Data records

· · ·

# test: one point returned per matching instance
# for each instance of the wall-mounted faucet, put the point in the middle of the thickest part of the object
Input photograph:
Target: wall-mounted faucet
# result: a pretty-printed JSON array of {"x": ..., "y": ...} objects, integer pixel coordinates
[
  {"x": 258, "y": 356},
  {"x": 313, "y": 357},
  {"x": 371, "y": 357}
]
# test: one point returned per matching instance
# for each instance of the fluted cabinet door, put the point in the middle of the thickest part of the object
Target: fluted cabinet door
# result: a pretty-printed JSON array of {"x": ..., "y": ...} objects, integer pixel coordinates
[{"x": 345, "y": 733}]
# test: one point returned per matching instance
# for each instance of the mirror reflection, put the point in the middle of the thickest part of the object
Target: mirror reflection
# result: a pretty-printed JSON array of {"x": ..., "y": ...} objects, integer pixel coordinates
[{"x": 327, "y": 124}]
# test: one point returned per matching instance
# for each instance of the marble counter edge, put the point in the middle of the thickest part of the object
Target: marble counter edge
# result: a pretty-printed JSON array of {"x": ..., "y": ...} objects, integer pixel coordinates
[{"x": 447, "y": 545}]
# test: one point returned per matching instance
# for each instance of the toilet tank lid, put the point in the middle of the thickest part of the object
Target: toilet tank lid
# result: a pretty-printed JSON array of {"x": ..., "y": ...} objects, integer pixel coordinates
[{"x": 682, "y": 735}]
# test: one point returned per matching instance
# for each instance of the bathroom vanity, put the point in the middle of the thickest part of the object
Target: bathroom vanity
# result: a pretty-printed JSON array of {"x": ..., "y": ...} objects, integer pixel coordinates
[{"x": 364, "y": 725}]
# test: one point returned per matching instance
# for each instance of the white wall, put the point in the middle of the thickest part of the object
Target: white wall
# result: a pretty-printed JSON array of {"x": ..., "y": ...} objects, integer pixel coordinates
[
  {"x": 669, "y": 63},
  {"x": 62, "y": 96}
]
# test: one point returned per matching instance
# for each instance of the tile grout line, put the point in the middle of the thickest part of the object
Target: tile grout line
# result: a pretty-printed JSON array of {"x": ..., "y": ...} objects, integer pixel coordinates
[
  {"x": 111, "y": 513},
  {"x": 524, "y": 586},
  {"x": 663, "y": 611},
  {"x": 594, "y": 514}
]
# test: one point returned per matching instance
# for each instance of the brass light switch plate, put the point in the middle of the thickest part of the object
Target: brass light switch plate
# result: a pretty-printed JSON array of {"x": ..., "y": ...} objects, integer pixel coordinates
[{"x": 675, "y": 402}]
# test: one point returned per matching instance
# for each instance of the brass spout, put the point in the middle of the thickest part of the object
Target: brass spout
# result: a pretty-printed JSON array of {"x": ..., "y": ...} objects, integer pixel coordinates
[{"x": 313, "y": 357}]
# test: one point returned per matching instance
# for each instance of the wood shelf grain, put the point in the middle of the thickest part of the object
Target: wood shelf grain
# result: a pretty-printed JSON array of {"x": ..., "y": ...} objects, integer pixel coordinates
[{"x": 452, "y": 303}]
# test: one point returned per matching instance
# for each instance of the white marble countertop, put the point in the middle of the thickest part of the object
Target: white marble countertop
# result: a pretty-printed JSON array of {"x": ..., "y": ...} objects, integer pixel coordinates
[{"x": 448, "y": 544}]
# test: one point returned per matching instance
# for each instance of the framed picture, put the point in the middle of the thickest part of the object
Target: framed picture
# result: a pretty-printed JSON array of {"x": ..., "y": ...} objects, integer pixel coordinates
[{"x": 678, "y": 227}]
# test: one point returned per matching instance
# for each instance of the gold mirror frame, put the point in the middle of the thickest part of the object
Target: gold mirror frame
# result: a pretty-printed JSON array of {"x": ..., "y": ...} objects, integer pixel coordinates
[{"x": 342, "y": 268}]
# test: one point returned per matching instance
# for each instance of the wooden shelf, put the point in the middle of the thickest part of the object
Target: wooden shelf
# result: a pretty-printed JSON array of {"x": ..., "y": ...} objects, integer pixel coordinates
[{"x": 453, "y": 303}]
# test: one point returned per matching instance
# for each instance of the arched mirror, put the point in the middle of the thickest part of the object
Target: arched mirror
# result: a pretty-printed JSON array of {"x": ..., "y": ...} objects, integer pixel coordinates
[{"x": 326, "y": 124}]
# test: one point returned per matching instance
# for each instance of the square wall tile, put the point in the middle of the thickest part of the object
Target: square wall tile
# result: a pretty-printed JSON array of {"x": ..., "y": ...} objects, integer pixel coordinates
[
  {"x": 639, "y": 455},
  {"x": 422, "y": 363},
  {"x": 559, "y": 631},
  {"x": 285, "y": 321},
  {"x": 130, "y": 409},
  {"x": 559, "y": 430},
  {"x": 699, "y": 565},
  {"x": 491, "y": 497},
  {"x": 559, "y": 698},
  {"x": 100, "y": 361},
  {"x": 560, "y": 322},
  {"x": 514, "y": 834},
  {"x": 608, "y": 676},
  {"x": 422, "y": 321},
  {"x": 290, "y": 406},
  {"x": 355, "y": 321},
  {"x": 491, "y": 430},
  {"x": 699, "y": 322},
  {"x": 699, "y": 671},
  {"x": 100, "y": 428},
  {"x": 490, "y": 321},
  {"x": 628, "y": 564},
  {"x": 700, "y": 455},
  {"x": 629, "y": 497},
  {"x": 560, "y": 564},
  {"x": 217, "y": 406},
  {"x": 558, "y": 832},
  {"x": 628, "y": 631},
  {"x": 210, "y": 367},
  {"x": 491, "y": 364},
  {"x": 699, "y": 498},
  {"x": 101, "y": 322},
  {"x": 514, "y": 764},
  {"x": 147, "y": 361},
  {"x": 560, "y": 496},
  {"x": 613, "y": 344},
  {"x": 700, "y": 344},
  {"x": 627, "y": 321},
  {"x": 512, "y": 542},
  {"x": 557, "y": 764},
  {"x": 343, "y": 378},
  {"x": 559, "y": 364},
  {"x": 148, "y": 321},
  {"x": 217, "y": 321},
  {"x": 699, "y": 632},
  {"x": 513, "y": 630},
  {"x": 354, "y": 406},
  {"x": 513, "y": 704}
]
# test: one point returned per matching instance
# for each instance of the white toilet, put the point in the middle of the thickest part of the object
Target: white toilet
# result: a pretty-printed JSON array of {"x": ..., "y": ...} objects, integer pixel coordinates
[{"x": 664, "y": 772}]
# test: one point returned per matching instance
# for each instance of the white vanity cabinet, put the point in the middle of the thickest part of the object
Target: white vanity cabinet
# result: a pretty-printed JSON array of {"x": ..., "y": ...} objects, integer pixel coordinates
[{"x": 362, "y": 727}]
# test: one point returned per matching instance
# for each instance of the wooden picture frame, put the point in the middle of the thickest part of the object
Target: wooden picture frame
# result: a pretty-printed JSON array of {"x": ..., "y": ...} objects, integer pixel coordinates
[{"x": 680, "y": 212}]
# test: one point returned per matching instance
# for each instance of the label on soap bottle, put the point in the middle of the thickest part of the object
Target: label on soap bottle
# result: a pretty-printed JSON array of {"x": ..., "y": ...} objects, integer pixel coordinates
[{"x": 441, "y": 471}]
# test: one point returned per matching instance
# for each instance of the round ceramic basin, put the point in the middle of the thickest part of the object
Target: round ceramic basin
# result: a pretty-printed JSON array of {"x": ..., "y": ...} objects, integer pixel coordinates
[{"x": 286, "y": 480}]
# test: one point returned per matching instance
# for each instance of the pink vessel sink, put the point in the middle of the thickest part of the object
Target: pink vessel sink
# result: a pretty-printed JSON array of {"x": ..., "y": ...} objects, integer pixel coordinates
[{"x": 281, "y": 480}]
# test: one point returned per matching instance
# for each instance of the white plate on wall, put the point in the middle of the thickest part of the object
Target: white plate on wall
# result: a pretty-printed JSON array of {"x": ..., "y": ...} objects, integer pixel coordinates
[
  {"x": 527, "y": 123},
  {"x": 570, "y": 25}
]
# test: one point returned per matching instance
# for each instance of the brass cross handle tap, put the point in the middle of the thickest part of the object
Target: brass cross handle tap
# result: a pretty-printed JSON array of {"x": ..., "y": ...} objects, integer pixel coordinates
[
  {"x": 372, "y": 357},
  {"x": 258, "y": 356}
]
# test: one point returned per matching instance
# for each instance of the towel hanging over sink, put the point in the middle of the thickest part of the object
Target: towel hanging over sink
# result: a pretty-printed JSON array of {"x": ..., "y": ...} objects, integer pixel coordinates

· · ·

- **Activity**: Start with the line above that contains "# for each instance of the white toilet, put" and end with the line that contains "Target: white vanity cabinet". Write out those lines exactly, and only those.

- **Response**:
# for each instance of the white toilet, put the point in the middle of the thickest part of the object
Target: white toilet
# result: a pretty-printed JSON array of {"x": ..., "y": ...} objects, integer pixel coordinates
[{"x": 664, "y": 772}]
# test: one point returned per matching instance
# for each instance of the white vanity cabinet, put the point in the middle of the thickest part of the object
Target: white vanity cabinet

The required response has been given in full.